Task data START

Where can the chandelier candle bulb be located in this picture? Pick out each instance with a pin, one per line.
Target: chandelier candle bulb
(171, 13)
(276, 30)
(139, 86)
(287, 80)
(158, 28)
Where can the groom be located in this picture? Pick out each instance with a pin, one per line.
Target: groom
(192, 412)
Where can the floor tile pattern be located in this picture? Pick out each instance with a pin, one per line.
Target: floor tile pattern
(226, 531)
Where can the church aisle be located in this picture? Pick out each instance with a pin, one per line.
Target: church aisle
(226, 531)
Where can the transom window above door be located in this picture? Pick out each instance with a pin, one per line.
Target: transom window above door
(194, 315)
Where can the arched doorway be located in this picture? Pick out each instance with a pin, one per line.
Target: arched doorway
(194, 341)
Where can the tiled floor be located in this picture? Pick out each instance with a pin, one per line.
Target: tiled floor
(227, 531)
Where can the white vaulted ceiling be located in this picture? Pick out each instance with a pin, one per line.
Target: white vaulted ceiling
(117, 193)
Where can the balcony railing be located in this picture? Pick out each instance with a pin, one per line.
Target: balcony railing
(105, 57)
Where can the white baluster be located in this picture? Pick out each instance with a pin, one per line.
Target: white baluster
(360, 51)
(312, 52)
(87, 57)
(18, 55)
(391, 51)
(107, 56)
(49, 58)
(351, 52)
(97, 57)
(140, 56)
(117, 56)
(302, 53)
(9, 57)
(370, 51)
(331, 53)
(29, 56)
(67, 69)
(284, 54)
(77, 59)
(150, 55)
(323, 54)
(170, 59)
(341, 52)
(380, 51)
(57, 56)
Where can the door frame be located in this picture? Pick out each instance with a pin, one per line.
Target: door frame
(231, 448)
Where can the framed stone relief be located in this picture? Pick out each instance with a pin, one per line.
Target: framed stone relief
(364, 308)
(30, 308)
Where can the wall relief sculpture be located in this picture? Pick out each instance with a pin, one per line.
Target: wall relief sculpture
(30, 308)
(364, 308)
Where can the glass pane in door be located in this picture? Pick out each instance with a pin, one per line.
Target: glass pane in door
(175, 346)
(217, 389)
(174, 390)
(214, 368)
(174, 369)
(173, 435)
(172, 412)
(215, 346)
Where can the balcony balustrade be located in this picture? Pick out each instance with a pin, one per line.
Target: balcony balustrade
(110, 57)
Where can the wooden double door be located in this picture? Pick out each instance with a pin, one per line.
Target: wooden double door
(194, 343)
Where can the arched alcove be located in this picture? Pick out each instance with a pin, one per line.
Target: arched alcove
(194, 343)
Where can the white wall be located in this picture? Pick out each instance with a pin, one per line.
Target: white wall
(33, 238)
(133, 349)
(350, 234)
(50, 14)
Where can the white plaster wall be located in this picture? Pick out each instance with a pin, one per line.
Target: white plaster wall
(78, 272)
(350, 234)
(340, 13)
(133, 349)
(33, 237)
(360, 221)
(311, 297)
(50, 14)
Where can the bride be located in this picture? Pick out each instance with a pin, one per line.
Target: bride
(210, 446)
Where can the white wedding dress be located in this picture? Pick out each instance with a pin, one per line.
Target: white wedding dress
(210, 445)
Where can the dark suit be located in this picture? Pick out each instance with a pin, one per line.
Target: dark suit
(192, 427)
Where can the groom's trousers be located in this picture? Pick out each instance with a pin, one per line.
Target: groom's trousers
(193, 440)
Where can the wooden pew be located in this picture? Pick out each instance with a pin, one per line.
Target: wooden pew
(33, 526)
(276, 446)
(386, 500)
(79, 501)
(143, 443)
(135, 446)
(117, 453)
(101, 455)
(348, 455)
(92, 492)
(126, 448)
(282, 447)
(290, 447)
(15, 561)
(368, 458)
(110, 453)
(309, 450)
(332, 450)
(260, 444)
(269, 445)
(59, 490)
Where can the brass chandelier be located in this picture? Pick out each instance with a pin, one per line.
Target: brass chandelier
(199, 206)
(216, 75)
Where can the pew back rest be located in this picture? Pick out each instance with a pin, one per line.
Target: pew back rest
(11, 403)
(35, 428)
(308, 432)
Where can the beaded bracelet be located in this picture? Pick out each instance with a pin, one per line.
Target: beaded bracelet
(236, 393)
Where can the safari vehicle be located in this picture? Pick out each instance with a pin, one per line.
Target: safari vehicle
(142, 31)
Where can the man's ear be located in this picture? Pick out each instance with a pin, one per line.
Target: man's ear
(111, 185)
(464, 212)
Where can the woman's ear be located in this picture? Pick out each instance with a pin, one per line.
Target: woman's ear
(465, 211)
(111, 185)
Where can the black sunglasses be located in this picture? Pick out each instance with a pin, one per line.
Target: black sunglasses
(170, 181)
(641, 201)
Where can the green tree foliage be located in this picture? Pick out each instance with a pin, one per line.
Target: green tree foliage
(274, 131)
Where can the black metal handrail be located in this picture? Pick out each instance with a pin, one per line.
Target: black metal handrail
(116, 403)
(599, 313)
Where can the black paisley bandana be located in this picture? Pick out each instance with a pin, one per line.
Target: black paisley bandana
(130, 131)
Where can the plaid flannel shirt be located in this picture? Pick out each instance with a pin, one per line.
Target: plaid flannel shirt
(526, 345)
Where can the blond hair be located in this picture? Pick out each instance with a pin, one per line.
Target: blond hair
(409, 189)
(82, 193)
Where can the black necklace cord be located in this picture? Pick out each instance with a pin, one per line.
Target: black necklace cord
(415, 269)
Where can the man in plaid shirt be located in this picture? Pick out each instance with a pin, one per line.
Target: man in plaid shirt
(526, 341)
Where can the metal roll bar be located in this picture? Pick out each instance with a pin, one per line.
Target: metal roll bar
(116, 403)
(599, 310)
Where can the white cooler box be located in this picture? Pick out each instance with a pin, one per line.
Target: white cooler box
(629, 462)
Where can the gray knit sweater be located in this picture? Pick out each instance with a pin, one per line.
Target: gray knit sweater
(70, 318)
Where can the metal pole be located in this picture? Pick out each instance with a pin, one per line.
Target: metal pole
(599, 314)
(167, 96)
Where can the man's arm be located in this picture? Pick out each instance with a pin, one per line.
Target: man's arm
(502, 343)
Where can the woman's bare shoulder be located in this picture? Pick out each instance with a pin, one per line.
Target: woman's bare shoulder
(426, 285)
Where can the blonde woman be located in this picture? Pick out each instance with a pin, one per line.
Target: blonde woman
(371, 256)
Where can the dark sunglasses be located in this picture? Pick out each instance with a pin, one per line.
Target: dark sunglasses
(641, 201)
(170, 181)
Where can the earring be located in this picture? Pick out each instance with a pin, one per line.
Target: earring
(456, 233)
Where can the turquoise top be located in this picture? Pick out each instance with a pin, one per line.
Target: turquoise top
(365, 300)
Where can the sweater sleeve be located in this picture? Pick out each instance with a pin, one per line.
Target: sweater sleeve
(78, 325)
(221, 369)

Task data END

What is required: Your answer should be the records themselves, returned word for word.

Answer area:
Where can the chandelier candle bulb be located in this picture? Pick out each instance with a pin, one per line.
Target: chandelier candle bulb
(171, 13)
(276, 30)
(139, 86)
(287, 80)
(158, 28)
Where can the groom be located in this picture? Pick out each instance with a pin, one per line.
Target: groom
(192, 412)
Where can the floor tile pattern be located in this picture? Pick out each instance with a pin, one per line.
Target: floor tile pattern
(226, 531)
Where can the church aisle be located in this picture? Pick out each instance with a pin, one per line.
Target: church aisle
(226, 531)
Where can the transom window above door be located in this picture? Pick out each instance with a pin, one per line.
Target: transom window above door
(194, 315)
Where can the arched doorway be located in this picture? Pick out each instance with a pin, one per line.
Target: arched doorway
(194, 341)
Where can the tiled floor be located in this picture? Pick out each instance with a pin, one per line.
Target: tiled floor
(227, 531)
Where can the white vaulted ceiling be located in this picture? Pick out each instance with a pin, one per line.
Target: white vaulted ceiling
(117, 193)
Where can the balcony railing be located in this picture? Pick out each instance with a pin, one per line.
Target: balcony railing
(105, 57)
Where can the white baluster be located in this picture? Pick out each instance with a pin, one per line.
Target: white baluster
(360, 51)
(312, 52)
(87, 57)
(18, 55)
(391, 51)
(107, 56)
(49, 58)
(351, 52)
(97, 57)
(140, 56)
(117, 56)
(302, 53)
(9, 57)
(370, 51)
(331, 53)
(29, 56)
(67, 69)
(284, 54)
(77, 59)
(150, 55)
(323, 54)
(170, 59)
(341, 52)
(380, 51)
(57, 56)
Where can the door frame be located in this picture? Pick out each instance with a pin, one per line.
Target: door frame
(231, 448)
Where can the framed stone relief be located in this picture? Pick out each instance with a pin, one per line.
Target: framed stone relief
(364, 308)
(30, 308)
Where can the wall relief sculpture be located in this picture? Pick out each instance with a pin, one per line.
Target: wall relief sculpture
(30, 308)
(364, 308)
Where can the glass pane in door be located in this picture? Pick out each instance with a pin, one per line.
Target: glass pane in door
(175, 346)
(217, 389)
(174, 390)
(214, 368)
(174, 369)
(173, 435)
(172, 412)
(215, 346)
Where can the balcony balustrade be located in this picture? Pick out each instance with a pin, one per line.
Target: balcony balustrade
(110, 57)
Where can the wooden double door be located in this picture? Pick out each instance with a pin, one per line.
Target: wooden double door
(194, 343)
Where can the arched alcove be located in this picture? Pick out each instance with a pin, one per line.
Target: arched alcove
(194, 343)
Where can the white wall be located in this picture? Pick out each instance with a pin, one per line.
Target: white wall
(33, 238)
(133, 349)
(350, 234)
(50, 14)
Where can the white plaster wall be located in this picture? Pick out each instance with a pin, one per line.
Target: white plaster wall
(78, 272)
(350, 234)
(340, 13)
(133, 349)
(33, 237)
(360, 221)
(311, 297)
(50, 14)
Where can the bride be located in this picture? Pick out each instance with a pin, one per line.
Target: bride
(210, 446)
Where can the white wedding dress be located in this picture? Pick out each instance with a pin, one per line.
Target: white wedding dress
(210, 445)
Where can the dark suit be located in this picture? Pick out each instance with a pin, one per line.
Target: dark suit
(192, 427)
Where can the groom's trousers be located in this picture? Pick out each instance with a pin, one per line.
Target: groom's trousers
(193, 440)
Where can the wooden pew be located in this picture? Pick out each instance with a pin, one per line.
Target: wooden pew
(33, 526)
(276, 446)
(386, 500)
(79, 501)
(143, 443)
(135, 446)
(117, 453)
(101, 455)
(348, 455)
(92, 492)
(126, 448)
(282, 447)
(290, 447)
(15, 561)
(368, 458)
(110, 453)
(309, 450)
(332, 450)
(260, 444)
(269, 445)
(59, 490)
Where can the brass chandelier be located in this picture? Pick out each instance with a pin, one per line.
Target: brass chandelier
(199, 206)
(216, 75)
Where can the pew back rest be located in this picture? Pick out each instance with a pin, one per line.
Target: pew back rest
(11, 403)
(35, 428)
(308, 432)
Where can the beaded bracelet be located in this picture? Pick out each instance with a pin, one per line.
Target: beaded bracelet
(236, 393)
Where can the safari vehicle be located in this picture? Pick out each instance with a pin, one per line.
Target: safari vehicle
(142, 31)
Where can the man's ear be located in this picture? Pick out each instance with a pin, one per line.
Target: man's ear
(111, 185)
(464, 212)
Where can the woman's ear be located in this picture? Pick out each instance with a pin, one per line.
Target: woman's ear
(465, 211)
(111, 185)
Where can the black sunglasses be located in this picture? Pick out each instance with a pin, one per line.
Target: black sunglasses
(170, 181)
(641, 201)
Where can the green tree foliage be located in this picture? Pick out each instance with a pin, one per line.
Target: green tree foliage
(274, 131)
Where can the black metal handrail be located in this picture? Pick out each instance with a pin, one per line.
Target: black metal handrail
(116, 403)
(599, 313)
Where can the black paisley bandana be located in this picture? Pick out each instance with a pin, one per line.
Target: black paisley bandana
(130, 131)
Where can the plaid flannel shirt be located in this picture? Pick out each instance with a pin, one per line.
Target: plaid flannel shirt
(526, 345)
Where can the blond hair be located in this picture? Pick out each instance with a pin, one per line.
Target: blond hair
(409, 189)
(82, 193)
Where can the black necklace cord be located in this picture? Pick out each instance with a pin, one per line.
Target: black necklace cord
(415, 269)
Where can the man in plaid shirt be located in this picture? Pick out each instance with a pin, one per line.
Target: man in plaid shirt
(526, 341)
Where can the metal roll bar be located in this picture? Pick out each instance with a pin, one per line.
Target: metal roll bar
(116, 403)
(599, 310)
Where can the white cooler box be located in this picture? Pick out each instance with a pin, one per line.
Target: white cooler box
(629, 462)
Where can the gray knit sweater be located in this picture? Pick out each instance with a pin, one per line.
Target: gray knit sweater
(70, 318)
Where can the metal pole be located in this picture? Pick out each instance with a pin, one per line.
Target: metal pole
(599, 314)
(167, 96)
Where can the man's arm be located in this picture? Pick out each instance with a pin, one per line.
Target: man's arm
(502, 343)
Where can the woman's bare shoulder be located in this picture? Pick out each instance with a pin, one per line.
Target: woman's bare shoulder
(426, 285)
Where can the blonde woman be located in this picture? Pick out each instance with a pin, one per line.
Target: blonde woman
(371, 256)
Where can the dark sunglasses be located in this picture? Pick out each instance with a pin, one per line.
Target: dark sunglasses
(641, 201)
(170, 181)
Where can the earring be located in this picture? Pick out each instance with a pin, one per line.
Target: earring
(456, 233)
Where can the turquoise top be located in this picture? Pick out each instance with a pin, one per line.
Target: turquoise top
(365, 300)
Where can the sweater sleeve be located in this picture? Pick out each instance with a pin, one per line.
Target: sweater sleeve
(78, 325)
(221, 369)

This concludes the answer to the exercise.